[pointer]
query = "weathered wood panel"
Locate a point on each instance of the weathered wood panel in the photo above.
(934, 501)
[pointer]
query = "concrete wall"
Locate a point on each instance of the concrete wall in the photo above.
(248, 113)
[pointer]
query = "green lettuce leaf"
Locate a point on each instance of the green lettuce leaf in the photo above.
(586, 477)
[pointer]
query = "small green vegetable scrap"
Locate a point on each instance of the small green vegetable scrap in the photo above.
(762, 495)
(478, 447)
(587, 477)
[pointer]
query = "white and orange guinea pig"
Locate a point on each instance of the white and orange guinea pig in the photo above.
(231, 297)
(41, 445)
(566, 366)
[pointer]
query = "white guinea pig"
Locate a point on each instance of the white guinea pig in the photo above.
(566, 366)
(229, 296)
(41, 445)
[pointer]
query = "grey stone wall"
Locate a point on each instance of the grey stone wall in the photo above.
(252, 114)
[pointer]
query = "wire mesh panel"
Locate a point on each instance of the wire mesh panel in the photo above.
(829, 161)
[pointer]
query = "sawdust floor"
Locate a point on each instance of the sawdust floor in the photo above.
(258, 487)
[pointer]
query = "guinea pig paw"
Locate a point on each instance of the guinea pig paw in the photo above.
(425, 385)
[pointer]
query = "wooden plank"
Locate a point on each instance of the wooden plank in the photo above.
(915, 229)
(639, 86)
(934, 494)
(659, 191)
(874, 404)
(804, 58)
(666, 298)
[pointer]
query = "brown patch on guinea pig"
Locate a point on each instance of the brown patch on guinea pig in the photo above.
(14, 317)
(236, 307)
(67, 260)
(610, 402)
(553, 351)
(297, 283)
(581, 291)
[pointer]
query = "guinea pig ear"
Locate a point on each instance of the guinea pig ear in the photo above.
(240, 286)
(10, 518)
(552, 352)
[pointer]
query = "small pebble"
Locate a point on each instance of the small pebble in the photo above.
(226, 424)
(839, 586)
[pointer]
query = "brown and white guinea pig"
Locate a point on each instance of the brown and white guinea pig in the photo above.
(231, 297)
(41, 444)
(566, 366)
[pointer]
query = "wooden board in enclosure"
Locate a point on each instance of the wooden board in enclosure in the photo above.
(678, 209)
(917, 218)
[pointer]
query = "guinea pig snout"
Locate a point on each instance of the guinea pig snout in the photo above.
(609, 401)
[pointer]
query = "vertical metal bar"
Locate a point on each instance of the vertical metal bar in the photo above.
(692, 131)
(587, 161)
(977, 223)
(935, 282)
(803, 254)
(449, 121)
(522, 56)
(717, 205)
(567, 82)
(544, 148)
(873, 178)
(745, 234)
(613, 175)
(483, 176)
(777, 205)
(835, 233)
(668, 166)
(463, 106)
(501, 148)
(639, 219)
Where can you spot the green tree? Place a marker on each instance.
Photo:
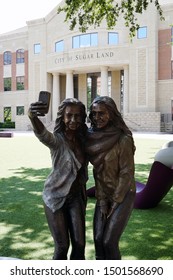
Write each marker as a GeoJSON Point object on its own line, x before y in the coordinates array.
{"type": "Point", "coordinates": [84, 13]}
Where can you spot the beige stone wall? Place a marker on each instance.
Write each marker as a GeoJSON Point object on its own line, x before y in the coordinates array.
{"type": "Point", "coordinates": [149, 121]}
{"type": "Point", "coordinates": [147, 97]}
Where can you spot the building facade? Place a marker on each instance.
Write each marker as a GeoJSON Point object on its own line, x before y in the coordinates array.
{"type": "Point", "coordinates": [46, 55]}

============

Your answer should be the lines of the records that include the word "spot".

Where can you spot the green tree? Place a marker on each instance.
Where can you spot the beige stone wall? Place a marker on each instance.
Where can you spot the building facade? Place a marker on each instance.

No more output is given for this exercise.